- Exercise task 1 -
Please decide whether each statement below agrees with the article on connectors, answering yes or no and quoting the words from it that settle the matter. (a) The SmEC sends its data via MQTT or OPC-UA PubSub. (b) The data diode lets data travel back from the unprotected network. (c) The connector can be unplugged while it is still energized.

··· Extract ···

How connectors promote sustainability
By OEM Update Editorial November 2, 2023 12:06 pm
In industrial manufacturing, sustainability takes centre stage. It’s not just about eco-friendly materials; it’s also about optimising processes. These sustainable practices enhance efficiency, cut costs, and minimise machine downtime, safeguarding valuable resources, including employee work hours.
Connectors play an important role in the design of sustainable processes. It is not only the function of quickly connecting or disconnecting a machine or an attachment that is of interest. Modern connectors support the production worker in making a secure and error-free connection. This is particularly important with modern modular systems where reconfiguration is frequent. An error-free connection helps to conserve important resources such as energy and time.
SmEC – Connector concept for modular machines and systems
One of the most important additional functions of a connector is the signalling of the mating state. The mating state contains different parameters depending on the application and the connector. The plug-in state usually answers questions like whether the connector is plugged into the correct mating connector. Is the connector fully electrically connected, or whether it is completely mechanically locked? Is the connector electrically overloaded, and are the environmental parameters (temperature, humidity, etc.) within the permitted range?
The plug-in status is signalled to the employee using an LED, a light ring or also acoustically. In the simplest case, a red/green display is sufficient for the machine operator to recognise whether a fault is present. Modern full-colour LEDs with additional flashing patterns or animations indicate other states, such as the presence of voltage. In addition to visual or acoustic signalling, a digital interface also transmits the information in greater detail to a control centre. The SmEC from the HARTING Technology Group transmits the data via MQTT or OPC-UA PubSub. The data is available in a JSON format and can be received and processed by any controller. Among other things, the Asset Administration Shell also provides the live data of the connector as a digital twin.
In addition to signalling the mating status, The SmEC actively prevents unintentional disconnection of the connector with the help of the integrated locking mechanism. This ensures that the components are not damaged and that there is no danger to people. The connector can only be disconnected after it has been de-energised and the active lock has been released. For this purpose, the SmEC has integrated voltage and current measurement that also monitors the connected machine. In this way, the current carbon footprint can be calculated based on the energy consumption data.
Data diode – Protection against sabotage
The measurement of the carbon footprint can also be easily retrofitted to old machines. A data diode protects the measuring device (e.g. the SmEC) against sabotage, allowing the data signals in only one direction. This allows data to be sent from a protected network to an unprotected network, e.g. to a dashboard – the protected network is safe from attack. For this purpose, HARTING has developed a data diode for a connector. With a data rate of up to 1Gbit/s, the usual IoT protocols such as OPC-UA, MQTT or Modbus-TCP are transmitted. Integrating a real hardware data diode, which consists of the laser diode on the transmitter side and a photodiode on the receiver side, makes it impossible for the data to flow back.

···

- Exercise task 2 -
Count the lines of the listing below that contain the string "rock", treating case as significant. Give only the number.

··· Data supplied ···

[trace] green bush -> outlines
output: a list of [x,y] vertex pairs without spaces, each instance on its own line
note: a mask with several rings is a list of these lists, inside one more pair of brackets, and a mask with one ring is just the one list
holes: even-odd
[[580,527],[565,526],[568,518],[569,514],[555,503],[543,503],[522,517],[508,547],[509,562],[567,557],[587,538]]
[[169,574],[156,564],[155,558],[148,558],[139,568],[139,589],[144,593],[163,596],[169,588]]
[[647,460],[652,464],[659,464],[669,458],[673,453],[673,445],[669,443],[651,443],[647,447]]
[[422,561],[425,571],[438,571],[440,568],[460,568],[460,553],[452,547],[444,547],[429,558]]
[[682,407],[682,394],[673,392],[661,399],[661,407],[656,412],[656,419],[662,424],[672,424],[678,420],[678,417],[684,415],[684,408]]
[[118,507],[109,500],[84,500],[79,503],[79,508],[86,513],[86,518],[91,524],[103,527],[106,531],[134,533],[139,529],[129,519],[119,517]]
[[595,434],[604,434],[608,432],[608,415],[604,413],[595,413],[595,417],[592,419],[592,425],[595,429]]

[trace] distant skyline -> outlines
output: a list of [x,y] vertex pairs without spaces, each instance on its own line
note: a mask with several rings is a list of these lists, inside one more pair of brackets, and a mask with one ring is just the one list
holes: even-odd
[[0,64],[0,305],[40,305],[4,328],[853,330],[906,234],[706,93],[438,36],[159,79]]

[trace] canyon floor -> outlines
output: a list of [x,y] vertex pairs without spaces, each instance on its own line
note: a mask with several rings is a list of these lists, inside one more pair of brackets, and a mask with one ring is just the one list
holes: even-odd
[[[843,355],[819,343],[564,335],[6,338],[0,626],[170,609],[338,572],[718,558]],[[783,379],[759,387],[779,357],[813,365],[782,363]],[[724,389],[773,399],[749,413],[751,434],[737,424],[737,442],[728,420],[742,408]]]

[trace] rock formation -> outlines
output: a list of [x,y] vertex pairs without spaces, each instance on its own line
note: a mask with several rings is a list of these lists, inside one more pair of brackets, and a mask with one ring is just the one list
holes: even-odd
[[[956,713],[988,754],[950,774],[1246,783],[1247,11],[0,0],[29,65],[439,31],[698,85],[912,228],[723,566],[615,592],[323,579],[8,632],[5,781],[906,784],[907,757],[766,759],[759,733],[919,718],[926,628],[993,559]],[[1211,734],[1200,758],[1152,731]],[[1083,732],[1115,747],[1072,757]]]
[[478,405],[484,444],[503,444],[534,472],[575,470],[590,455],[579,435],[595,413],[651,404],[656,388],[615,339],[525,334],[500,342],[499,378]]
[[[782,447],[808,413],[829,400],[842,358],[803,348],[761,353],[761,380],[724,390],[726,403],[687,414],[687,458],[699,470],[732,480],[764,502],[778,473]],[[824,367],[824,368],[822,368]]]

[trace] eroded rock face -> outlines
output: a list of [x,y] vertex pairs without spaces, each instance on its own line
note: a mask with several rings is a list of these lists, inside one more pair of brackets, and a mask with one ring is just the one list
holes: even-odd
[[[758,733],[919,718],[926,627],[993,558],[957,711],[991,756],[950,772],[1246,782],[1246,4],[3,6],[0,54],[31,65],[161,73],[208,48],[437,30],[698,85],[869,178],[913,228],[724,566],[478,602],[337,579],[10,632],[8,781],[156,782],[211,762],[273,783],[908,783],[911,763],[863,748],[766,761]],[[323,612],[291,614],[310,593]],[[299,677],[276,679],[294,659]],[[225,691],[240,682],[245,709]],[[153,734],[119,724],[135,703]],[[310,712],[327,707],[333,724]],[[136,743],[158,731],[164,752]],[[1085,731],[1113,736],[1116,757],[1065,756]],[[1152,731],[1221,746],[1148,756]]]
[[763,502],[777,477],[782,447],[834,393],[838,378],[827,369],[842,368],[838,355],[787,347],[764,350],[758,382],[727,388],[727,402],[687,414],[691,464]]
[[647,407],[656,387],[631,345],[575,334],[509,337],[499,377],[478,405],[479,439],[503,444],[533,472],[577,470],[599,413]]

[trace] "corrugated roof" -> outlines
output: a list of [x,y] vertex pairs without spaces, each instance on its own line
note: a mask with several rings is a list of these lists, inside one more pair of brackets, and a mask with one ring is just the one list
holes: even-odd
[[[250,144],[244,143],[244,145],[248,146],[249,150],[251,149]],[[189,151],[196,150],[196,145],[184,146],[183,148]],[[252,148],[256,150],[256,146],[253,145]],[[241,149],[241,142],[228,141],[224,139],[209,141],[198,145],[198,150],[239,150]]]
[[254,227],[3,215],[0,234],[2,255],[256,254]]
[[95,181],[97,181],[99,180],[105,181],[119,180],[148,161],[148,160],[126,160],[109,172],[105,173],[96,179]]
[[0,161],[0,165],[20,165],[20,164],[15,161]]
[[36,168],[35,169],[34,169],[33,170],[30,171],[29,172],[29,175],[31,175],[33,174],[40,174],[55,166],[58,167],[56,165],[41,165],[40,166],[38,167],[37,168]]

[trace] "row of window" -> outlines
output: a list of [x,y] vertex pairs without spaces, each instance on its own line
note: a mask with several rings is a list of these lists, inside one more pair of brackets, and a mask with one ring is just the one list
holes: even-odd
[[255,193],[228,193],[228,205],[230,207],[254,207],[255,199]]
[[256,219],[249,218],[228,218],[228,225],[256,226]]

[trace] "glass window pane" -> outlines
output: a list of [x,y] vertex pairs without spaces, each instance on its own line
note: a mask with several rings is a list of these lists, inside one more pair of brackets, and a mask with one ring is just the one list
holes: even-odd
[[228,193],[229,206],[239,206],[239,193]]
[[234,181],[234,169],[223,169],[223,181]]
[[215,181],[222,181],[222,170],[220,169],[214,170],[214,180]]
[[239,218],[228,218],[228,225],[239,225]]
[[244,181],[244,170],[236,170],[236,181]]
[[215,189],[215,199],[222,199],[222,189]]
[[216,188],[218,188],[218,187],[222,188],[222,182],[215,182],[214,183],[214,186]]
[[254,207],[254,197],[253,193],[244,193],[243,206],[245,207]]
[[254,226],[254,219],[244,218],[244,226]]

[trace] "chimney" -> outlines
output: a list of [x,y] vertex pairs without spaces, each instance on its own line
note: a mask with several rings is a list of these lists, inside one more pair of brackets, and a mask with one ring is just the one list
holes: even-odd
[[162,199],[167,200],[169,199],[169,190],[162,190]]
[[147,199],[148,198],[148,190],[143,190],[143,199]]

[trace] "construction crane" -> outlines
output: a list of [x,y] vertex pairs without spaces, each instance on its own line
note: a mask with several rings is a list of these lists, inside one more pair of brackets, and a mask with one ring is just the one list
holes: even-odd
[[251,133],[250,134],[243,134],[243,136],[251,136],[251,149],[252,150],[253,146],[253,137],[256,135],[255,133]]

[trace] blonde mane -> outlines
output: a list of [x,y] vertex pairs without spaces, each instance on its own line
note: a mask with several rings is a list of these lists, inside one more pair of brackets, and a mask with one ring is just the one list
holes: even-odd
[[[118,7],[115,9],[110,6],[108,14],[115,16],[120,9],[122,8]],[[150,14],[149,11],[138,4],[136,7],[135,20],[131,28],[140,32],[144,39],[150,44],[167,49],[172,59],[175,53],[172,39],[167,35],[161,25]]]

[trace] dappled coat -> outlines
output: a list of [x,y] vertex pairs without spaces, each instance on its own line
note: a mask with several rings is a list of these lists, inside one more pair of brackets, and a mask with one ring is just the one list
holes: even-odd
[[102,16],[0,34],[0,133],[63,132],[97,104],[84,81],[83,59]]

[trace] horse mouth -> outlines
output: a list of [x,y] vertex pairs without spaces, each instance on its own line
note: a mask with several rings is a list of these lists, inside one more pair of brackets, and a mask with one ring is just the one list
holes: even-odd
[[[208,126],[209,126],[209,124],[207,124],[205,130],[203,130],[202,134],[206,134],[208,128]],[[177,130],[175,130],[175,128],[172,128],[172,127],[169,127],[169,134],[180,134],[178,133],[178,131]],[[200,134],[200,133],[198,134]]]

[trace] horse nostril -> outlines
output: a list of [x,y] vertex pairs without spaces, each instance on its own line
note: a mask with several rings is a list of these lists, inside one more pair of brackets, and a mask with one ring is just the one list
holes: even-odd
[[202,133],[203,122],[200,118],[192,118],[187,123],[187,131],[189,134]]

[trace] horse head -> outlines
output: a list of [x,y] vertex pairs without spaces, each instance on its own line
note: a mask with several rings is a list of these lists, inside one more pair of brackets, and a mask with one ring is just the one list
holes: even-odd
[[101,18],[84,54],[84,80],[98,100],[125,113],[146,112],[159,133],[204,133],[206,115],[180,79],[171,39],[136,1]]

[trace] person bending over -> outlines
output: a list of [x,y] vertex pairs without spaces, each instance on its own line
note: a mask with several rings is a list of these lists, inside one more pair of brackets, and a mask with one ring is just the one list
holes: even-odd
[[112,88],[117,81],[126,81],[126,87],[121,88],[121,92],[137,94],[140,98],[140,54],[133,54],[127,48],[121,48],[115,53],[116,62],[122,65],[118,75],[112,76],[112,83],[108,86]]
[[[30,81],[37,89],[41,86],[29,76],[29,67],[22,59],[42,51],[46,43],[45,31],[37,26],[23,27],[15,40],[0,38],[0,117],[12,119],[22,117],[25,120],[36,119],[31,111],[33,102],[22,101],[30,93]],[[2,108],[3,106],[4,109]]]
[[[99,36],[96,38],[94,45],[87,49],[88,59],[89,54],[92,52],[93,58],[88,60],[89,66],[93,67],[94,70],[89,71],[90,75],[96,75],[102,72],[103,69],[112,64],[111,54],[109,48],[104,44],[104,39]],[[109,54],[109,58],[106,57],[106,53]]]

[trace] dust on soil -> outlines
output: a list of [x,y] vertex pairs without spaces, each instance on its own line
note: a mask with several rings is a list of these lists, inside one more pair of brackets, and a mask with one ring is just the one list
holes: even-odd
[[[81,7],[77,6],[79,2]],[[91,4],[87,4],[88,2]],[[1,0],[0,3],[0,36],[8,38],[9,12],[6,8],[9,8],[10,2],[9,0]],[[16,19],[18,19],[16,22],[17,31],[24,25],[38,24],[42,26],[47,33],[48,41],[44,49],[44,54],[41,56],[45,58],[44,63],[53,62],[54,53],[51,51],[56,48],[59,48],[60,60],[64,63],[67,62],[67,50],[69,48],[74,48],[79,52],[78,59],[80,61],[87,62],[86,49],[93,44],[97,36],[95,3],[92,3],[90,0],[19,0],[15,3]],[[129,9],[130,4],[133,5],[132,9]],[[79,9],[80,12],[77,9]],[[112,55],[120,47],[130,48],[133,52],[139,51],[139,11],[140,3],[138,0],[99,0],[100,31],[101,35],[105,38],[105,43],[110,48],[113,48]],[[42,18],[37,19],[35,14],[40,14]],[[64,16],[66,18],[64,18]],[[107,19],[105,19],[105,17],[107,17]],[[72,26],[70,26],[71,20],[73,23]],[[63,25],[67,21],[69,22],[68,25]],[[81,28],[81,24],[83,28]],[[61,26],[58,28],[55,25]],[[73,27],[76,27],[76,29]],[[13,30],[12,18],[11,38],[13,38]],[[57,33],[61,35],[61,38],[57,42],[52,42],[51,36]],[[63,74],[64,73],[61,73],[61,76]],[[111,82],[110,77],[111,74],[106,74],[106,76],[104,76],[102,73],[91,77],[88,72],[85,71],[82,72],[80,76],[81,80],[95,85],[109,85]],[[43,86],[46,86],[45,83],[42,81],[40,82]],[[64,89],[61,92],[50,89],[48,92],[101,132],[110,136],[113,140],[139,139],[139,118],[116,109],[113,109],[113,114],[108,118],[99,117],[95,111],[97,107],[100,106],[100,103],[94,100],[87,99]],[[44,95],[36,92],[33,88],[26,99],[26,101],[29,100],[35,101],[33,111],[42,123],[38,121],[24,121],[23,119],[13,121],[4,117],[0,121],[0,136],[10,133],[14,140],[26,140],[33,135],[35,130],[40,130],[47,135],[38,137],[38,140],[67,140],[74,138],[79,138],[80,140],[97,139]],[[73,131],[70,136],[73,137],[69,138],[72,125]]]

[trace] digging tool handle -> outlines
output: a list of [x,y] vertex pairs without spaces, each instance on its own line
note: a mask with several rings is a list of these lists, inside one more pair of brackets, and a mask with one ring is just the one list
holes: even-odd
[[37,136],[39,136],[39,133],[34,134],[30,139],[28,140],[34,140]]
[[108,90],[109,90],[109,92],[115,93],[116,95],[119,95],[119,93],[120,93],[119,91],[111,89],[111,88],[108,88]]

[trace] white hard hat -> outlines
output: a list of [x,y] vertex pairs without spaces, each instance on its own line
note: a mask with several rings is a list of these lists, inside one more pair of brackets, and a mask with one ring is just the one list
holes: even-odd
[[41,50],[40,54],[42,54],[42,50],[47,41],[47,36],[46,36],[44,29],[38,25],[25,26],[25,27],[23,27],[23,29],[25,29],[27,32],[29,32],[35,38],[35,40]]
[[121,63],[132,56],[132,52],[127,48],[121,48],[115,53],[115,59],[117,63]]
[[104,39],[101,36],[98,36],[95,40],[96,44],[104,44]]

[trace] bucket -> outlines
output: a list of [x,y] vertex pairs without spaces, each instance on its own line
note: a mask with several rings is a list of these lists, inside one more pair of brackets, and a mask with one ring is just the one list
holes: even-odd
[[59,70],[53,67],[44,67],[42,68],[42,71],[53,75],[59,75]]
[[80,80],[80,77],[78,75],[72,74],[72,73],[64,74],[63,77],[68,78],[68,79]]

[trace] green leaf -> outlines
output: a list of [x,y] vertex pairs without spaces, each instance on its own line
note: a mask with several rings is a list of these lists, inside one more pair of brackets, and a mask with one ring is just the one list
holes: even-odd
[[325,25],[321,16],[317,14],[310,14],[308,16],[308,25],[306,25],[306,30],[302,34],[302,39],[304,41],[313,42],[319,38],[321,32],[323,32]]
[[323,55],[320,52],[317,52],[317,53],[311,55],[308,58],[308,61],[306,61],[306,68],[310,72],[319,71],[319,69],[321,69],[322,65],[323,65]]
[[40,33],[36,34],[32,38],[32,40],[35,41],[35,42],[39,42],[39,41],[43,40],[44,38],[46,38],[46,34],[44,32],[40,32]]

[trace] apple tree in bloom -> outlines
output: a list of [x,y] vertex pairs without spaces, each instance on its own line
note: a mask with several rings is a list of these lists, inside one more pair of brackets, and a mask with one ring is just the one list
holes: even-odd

···

- Written reply 1 -
(a) Yes: "The SmEC from the HARTING Technology Group transmits the data via MQTT or OPC-UA PubSub."
(b) No: "makes it impossible for the data to flow back."
(c) No: "The connector can only be disconnected after it has been de-energised and the active lock has been released."

- Written reply 2 -
2